__Source extract__.
New Insights on Mesenchymal Stem Cells and Their Potential in Treating Aging and Diseases

A recent special issue published in the International Journal of Molecular Sciences provides a comprehensive overview of the significant role that mesenchymal stem cells (MSCs) and their derived products play in treating aging and various diseases. This issue explores the vast therapeutic potential of MSCs, offering new hope in addressing inflammation and degenerative diseases, which affect approximately 40% of the global population and often lack effective treatment options.

Despite the pharmaceutical industry's efforts in developing new drugs, with 55 new drugs introduced last year alone, the imbalance in tissue homeostasis remains a critical issue, leading to irreversible tissue damage, particularly exacerbated by an aging population. Traditional approaches targeting single diseases with single treatments are increasingly insufficient given the multifactorial nature of diseases and their complex pathologies. Hence, there is a growing interest in mimicking the natural tissue homeostasis mechanisms facilitated by MSCs under physiological conditions.

MSCs are known for their regenerative, anti-inflammatory, immunomodulatory, anti-oxidative stress, anti-fibrotic, anti-microbial, and anti-tumor properties. These effects are largely mediated through the secretion of cytokines and growth factors via a paracrine mechanism. Recently, the role of extracellular vesicles, particularly exosomes (nano-sized particles of 70-150 nanometers surrounded by a biologically active membrane), has been recognized in the field of regenerative medicine. When released by MSCs, these exosomes reproduce the biological effects of MSCs within the body's cell signaling pathways.

__Data listing__.
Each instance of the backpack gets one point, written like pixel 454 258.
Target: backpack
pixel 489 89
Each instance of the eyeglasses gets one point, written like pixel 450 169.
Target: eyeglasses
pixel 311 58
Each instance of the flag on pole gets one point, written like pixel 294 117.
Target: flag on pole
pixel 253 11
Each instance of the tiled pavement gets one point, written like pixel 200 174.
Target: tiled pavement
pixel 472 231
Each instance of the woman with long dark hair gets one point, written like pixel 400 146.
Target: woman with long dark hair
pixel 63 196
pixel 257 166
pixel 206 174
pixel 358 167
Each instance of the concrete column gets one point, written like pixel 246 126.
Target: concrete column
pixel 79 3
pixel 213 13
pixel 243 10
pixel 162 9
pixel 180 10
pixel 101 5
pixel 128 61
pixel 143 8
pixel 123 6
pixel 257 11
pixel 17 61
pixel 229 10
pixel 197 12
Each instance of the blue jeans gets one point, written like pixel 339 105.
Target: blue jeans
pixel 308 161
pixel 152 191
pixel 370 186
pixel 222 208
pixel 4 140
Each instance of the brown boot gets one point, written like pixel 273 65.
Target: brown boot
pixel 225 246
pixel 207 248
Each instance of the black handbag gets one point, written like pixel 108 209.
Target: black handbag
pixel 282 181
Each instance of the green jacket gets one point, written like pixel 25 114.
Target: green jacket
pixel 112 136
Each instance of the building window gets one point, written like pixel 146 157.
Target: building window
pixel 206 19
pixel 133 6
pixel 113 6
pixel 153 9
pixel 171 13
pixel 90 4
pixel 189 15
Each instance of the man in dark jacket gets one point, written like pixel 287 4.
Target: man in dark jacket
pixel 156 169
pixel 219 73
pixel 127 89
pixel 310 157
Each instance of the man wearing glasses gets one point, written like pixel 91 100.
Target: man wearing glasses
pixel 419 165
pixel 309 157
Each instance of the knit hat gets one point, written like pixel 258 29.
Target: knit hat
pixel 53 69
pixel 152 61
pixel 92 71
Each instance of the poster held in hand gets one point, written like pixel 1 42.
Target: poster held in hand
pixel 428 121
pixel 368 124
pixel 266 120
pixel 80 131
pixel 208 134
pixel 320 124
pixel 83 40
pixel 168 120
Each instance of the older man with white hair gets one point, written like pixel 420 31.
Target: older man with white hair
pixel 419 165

__Problem to solve__.
Please extend the piece on mesenchymal stem cells and their potential in treating aging and diseases, picking up after its last sentence.

__Result of this task__.
Interestingly, evidence now suggests a connection between MSC depletion and/or dysfunction and diseases such as lupus, rheumatoid arthritis, diabetes, psoriasis, and progeria syndrome. This finding indicates that MSC transplantation could positively impact the natural course of many diseases. Although intravenous MSC injections have shown good safety profiles, their widespread application faces several limitations. These include reduced cell half-life post-injection, potential cell senescence, embolism formation, risk of infection transmission, and various logistical and economic challenges.

To overcome these limitations, the development of acellular regenerative therapies using products derived from the secretome of MSCs has emerged as a strategic alternative. The high replication rate of MSCs facilitates these in vitro procedures. Moreover, bioreactor technology allows for the establishment of favorable culture conditions to produce and enhance MSC-derived secretome on a large scale. This new technological strategy not only avoids the drawbacks of cell-based MSC therapies but also offers additional advantages, such as better safety, dosage, and potency evaluation, easier storage, and ultimately a more cost-effective and practical clinical treatment method.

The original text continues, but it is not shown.